Given request A: Name every begonia cultivar that the begonia article connects with Mrs Shepherd.
Given request B: In the begonia article, shorten the paragraph that begins "Mrs Shepherd's husband was an uncertain provider" into a bulleted list that keeps its main facts.

Articles: The Begonia in California, Part 2: The Begoniacs
Theodosia Burr Shepherd. Photographer unknown; reproduced by permission, Bancroft Library, University of California
Theodosia Burr Shepherd. Photographer unknown; reproduced by permission, Bancroft Library, University of California

In the April ’09 issue of Pacific Horticulture, the author traced the rise and decline of California’s begonia industry. Here, she concludes the story with a series of brief biographical sketches of some incomparable people in the begonia world. The period in which they lived constituted a “Golden Age” for the begonia in California.

Mrs Theodosia Burr Shepherd

Theodosia Burr Hall (1845-1906) was the daughter of William Hall, later Chief Justice of Iowa. Judge Hall taught his daughter all the correct names of the flowers and plants they saw as he made his circuits on horseback. In spite of the great and enduring affection between father and daughter, she married William Shepherd impulsively to get away from a dreadful stepmother. The Shepherds moved to Ventura in 1876, while the town was still in its formative stages.

Mrs Shepherd’s husband was an uncertain provider. In her need to educate her four children, she swapped attractive dried flower arrangements for books and supplies through a national ladies’ journal. Demand grew to the point that she had to buy more land to grow more flowers. Eventually her few acres became a large commercial nursery with a catalog rich in petunias, begonias, and succulents.

Mrs Shepherd enjoyed crossing the petunias but was often too busy, so she taught one of her neighbors how to do it. The same was true for begonias. Harry Butterfield, author of “Growing Begonias in California,” a useful booklet for the home gardener, attributed two cane-like cultivars to Mrs Shepherd: Begonia ‘Catalina’ (B. odorata × B. fuchsoides), and B. ‘Marjorie Daw’ (B. coccinea × B. glaucophylla). Mrs Shepherd also introduced B. ‘Silver Cloud’, a Rex variety. Mrs Shepherd died in 1906, but her former manager, Willard H Francis, his wife, Myrtle Shepherd Francis, and her sister Margaret Oakes continued the retail nursery until 1916. Mrs Francis carried on her mother’s hybridizing.

Eva Kenworthy Gray

Eva Kenworthy Gray (1863-1951) wrote a small book about begonias that she published herself in 1931. Begonias was the first book in the United States devoted solely to the genus. Mrs Gray grew the plants, wrote the text, drew and later photographed the seedlings at different stages, set the type, and made the copies on a hand press.

Listed entries:
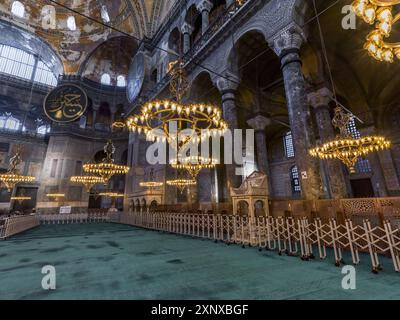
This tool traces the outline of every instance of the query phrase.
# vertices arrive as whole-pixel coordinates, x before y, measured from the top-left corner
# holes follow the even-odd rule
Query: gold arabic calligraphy
[[[74,119],[84,112],[81,104],[82,95],[79,93],[61,92],[58,97],[49,101],[48,112],[56,120]]]

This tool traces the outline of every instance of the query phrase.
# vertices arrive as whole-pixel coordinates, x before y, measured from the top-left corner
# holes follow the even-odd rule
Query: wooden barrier
[[[41,214],[41,224],[81,224],[108,222],[109,215],[104,212],[78,213],[78,214]]]
[[[343,264],[343,252],[349,251],[353,264],[360,263],[360,252],[369,254],[372,271],[381,269],[380,255],[390,256],[396,272],[400,272],[400,229],[390,221],[374,226],[368,219],[354,224],[346,219],[323,222],[320,218],[257,217],[185,213],[118,214],[111,222],[165,231],[184,236],[255,246],[260,250],[276,250],[280,255],[299,256],[302,260],[326,259],[332,248],[335,265]]]
[[[0,228],[0,239],[7,239],[13,235],[39,226],[37,216],[15,216],[6,218]]]

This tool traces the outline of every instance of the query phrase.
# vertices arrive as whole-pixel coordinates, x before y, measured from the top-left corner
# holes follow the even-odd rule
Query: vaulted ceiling
[[[155,33],[175,0],[21,0],[25,6],[23,18],[11,14],[13,2],[0,2],[0,19],[39,35],[59,55],[64,72],[76,73],[101,43],[122,35],[84,16],[103,22],[101,8],[105,6],[108,25],[140,40]],[[55,19],[49,18],[51,10]],[[71,16],[75,18],[76,30],[68,28],[67,19]]]

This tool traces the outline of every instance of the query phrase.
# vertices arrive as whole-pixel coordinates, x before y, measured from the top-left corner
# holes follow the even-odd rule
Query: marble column
[[[197,4],[197,10],[201,12],[201,34],[205,34],[210,25],[210,11],[214,4],[209,0],[200,1]]]
[[[272,49],[281,61],[302,197],[316,200],[322,193],[322,187],[319,162],[309,154],[316,142],[300,58],[302,43],[303,36],[299,28],[286,29],[270,40]]]
[[[265,129],[271,124],[271,119],[262,115],[257,115],[255,118],[247,121],[247,124],[254,129],[256,140],[256,156],[258,170],[265,173],[268,179],[268,194],[270,194],[271,186],[269,185],[269,165],[268,165],[268,150],[267,137]]]
[[[319,131],[321,143],[335,139],[335,131],[332,125],[332,118],[329,112],[329,102],[332,100],[332,93],[327,88],[319,89],[308,95],[308,102],[314,108],[315,119]],[[326,173],[326,188],[328,196],[333,199],[341,199],[348,196],[346,180],[342,164],[339,160],[326,160],[322,162]]]
[[[193,33],[193,27],[185,22],[182,25],[181,32],[183,34],[183,53],[188,53],[191,46],[190,36]]]
[[[229,80],[232,79],[232,80]],[[222,113],[229,129],[232,132],[232,137],[235,129],[239,129],[239,121],[236,109],[236,90],[238,88],[239,79],[234,75],[228,75],[226,78],[218,78],[216,85],[222,95]],[[233,154],[233,150],[232,150]],[[242,177],[237,175],[236,165],[226,165],[226,180],[228,197],[230,199],[231,188],[238,188],[242,183]]]
[[[117,113],[117,107],[116,106],[111,106],[110,107],[110,112],[111,112],[111,124],[110,128],[112,128],[113,123],[115,122],[115,115]]]
[[[93,106],[92,106],[92,109],[93,109],[92,128],[96,129],[97,113],[100,110],[100,103],[94,102]]]

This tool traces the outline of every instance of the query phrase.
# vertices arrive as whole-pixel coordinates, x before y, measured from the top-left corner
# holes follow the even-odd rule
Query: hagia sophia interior
[[[0,299],[398,298],[398,20],[383,0],[0,0]],[[196,138],[151,163],[173,121]],[[179,153],[213,134],[222,160]],[[33,248],[65,273],[78,236],[89,284],[29,287]],[[196,238],[268,249],[322,296],[308,275],[259,281],[263,253]],[[367,289],[343,291],[344,261]],[[114,264],[129,280],[106,282]]]

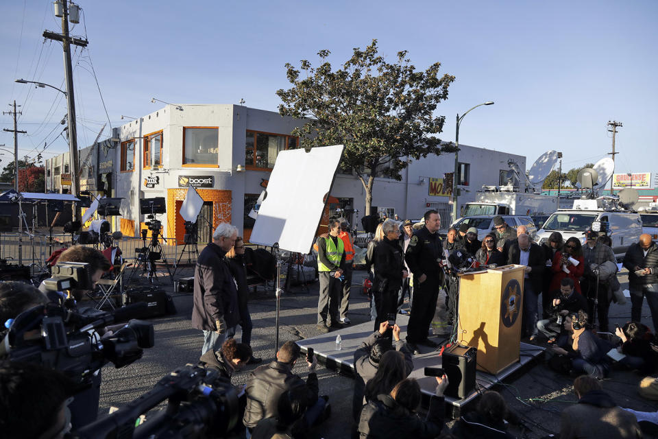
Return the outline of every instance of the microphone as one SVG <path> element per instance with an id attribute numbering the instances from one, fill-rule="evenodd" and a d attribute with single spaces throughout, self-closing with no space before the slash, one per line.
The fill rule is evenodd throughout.
<path id="1" fill-rule="evenodd" d="M 119 323 L 127 322 L 134 318 L 139 318 L 144 315 L 149 305 L 146 302 L 138 302 L 117 308 L 114 313 L 107 314 L 101 318 L 94 320 L 89 324 L 80 329 L 81 332 L 90 331 L 100 327 L 104 327 L 110 323 Z"/>

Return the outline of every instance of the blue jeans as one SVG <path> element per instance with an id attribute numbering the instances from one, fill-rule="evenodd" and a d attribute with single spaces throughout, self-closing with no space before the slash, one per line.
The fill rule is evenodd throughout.
<path id="1" fill-rule="evenodd" d="M 235 328 L 232 329 L 234 331 L 233 333 L 235 333 Z M 228 333 L 228 331 L 221 335 L 218 334 L 217 331 L 204 331 L 204 347 L 201 348 L 201 355 L 203 355 L 211 349 L 212 351 L 219 351 L 221 349 L 221 345 L 224 344 L 224 340 L 226 340 L 226 335 Z"/>
<path id="2" fill-rule="evenodd" d="M 536 335 L 537 319 L 539 313 L 539 298 L 529 278 L 523 283 L 523 333 L 525 335 Z"/>
<path id="3" fill-rule="evenodd" d="M 594 364 L 582 358 L 574 358 L 572 362 L 572 368 L 576 372 L 584 372 L 592 378 L 598 379 L 605 378 L 608 374 L 607 364 Z"/>
<path id="4" fill-rule="evenodd" d="M 642 298 L 646 298 L 646 302 L 651 310 L 651 319 L 653 320 L 653 331 L 658 331 L 658 284 L 651 283 L 646 285 L 633 285 L 631 290 L 631 320 L 639 322 L 642 318 Z"/>

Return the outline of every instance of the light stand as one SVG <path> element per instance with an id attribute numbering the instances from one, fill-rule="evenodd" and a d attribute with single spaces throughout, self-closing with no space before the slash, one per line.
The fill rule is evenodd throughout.
<path id="1" fill-rule="evenodd" d="M 274 356 L 276 357 L 276 353 L 279 351 L 279 314 L 281 309 L 281 293 L 283 292 L 283 290 L 279 287 L 279 283 L 281 281 L 281 252 L 279 249 L 279 243 L 276 242 L 274 245 L 272 246 L 272 253 L 274 254 L 274 257 L 276 258 L 276 283 L 275 283 L 276 288 L 274 289 L 274 295 L 276 297 L 276 318 L 275 319 L 276 341 L 274 346 Z"/>

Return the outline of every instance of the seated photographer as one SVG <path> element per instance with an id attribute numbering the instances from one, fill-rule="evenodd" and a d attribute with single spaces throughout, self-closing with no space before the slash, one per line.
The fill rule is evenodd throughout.
<path id="1" fill-rule="evenodd" d="M 318 397 L 317 394 L 317 359 L 313 357 L 312 363 L 306 361 L 308 377 L 306 383 L 292 372 L 300 351 L 296 343 L 286 342 L 276 353 L 276 361 L 261 366 L 252 372 L 252 377 L 245 387 L 247 408 L 243 419 L 247 438 L 260 420 L 278 416 L 279 399 L 285 392 L 295 392 L 308 407 L 302 423 L 304 428 L 308 429 L 328 417 L 331 411 L 331 406 L 326 402 L 328 398 Z"/>
<path id="2" fill-rule="evenodd" d="M 277 408 L 279 416 L 261 420 L 254 429 L 252 439 L 293 439 L 293 429 L 304 416 L 306 405 L 293 392 L 284 392 Z"/>
<path id="3" fill-rule="evenodd" d="M 393 349 L 393 343 L 390 338 L 385 337 L 387 331 L 392 329 L 393 338 L 395 343 L 395 351 L 404 356 L 406 375 L 409 376 L 413 370 L 413 361 L 411 352 L 406 343 L 400 339 L 400 327 L 397 324 L 391 327 L 389 322 L 382 322 L 379 331 L 376 331 L 368 337 L 361 347 L 354 351 L 354 394 L 352 399 L 352 415 L 354 420 L 358 419 L 358 414 L 365 403 L 364 390 L 365 383 L 374 378 L 379 368 L 380 361 L 385 353 Z"/>
<path id="4" fill-rule="evenodd" d="M 598 380 L 578 377 L 574 392 L 578 403 L 562 411 L 560 439 L 642 437 L 635 415 L 615 404 Z"/>
<path id="5" fill-rule="evenodd" d="M 31 363 L 0 363 L 0 436 L 60 439 L 71 430 L 70 389 L 61 373 Z"/>
<path id="6" fill-rule="evenodd" d="M 474 412 L 460 416 L 450 433 L 459 439 L 511 439 L 505 419 L 509 416 L 507 404 L 500 394 L 487 390 L 482 394 Z"/>
<path id="7" fill-rule="evenodd" d="M 655 337 L 646 324 L 629 322 L 624 327 L 617 327 L 615 333 L 622 340 L 618 350 L 626 357 L 619 361 L 631 369 L 639 369 L 644 373 L 652 373 L 658 365 L 658 353 L 651 348 Z"/>
<path id="8" fill-rule="evenodd" d="M 496 248 L 496 237 L 492 233 L 485 237 L 482 246 L 475 253 L 475 259 L 480 265 L 495 263 L 497 265 L 505 265 L 502 253 Z"/>
<path id="9" fill-rule="evenodd" d="M 559 291 L 554 291 L 552 301 L 548 313 L 550 318 L 537 322 L 537 329 L 546 336 L 549 343 L 555 343 L 557 336 L 563 332 L 562 320 L 580 309 L 587 309 L 587 300 L 584 296 L 576 292 L 574 280 L 565 277 L 560 281 Z"/>
<path id="10" fill-rule="evenodd" d="M 88 289 L 74 289 L 71 292 L 73 298 L 81 300 L 84 294 L 93 291 L 96 288 L 96 283 L 101 278 L 103 274 L 112 268 L 110 261 L 105 257 L 102 252 L 84 246 L 73 246 L 62 252 L 57 260 L 58 263 L 62 262 L 82 262 L 89 264 L 88 270 L 91 274 L 91 285 Z M 43 283 L 39 287 L 39 290 L 45 294 L 48 299 L 54 303 L 63 305 L 66 299 L 62 292 L 53 292 L 47 289 Z"/>
<path id="11" fill-rule="evenodd" d="M 420 405 L 420 386 L 413 378 L 398 383 L 390 392 L 379 394 L 363 407 L 358 423 L 361 438 L 432 439 L 441 434 L 445 413 L 443 391 L 448 377 L 437 377 L 435 396 L 430 399 L 427 416 L 419 417 L 415 411 Z"/>
<path id="12" fill-rule="evenodd" d="M 610 365 L 606 354 L 611 348 L 607 342 L 594 335 L 588 327 L 587 313 L 578 311 L 577 314 L 564 318 L 564 329 L 570 335 L 563 335 L 552 352 L 571 360 L 571 369 L 575 373 L 586 373 L 602 379 L 607 376 Z"/>
<path id="13" fill-rule="evenodd" d="M 221 345 L 220 351 L 210 349 L 202 355 L 199 366 L 215 369 L 222 377 L 230 379 L 233 372 L 243 369 L 251 357 L 252 348 L 248 345 L 230 338 Z"/>

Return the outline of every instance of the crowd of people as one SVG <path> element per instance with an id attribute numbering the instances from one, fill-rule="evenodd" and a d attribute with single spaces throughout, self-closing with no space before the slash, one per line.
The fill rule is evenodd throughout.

Task solution A:
- Begonia 'Catalina'
- B. 'Marjorie Daw'
- B. 'Silver Cloud'

Task solution B:
- Mrs Shepherd's husband was an uncertain provider.
- To educate her four children, she traded dried flower arrangements for books and supplies through a national ladies' journal.
- Demand grew, so she bought more land to grow more flowers.
- Her few acres eventually became a large commercial nursery whose catalog was rich in petunias, begonias, and succulents.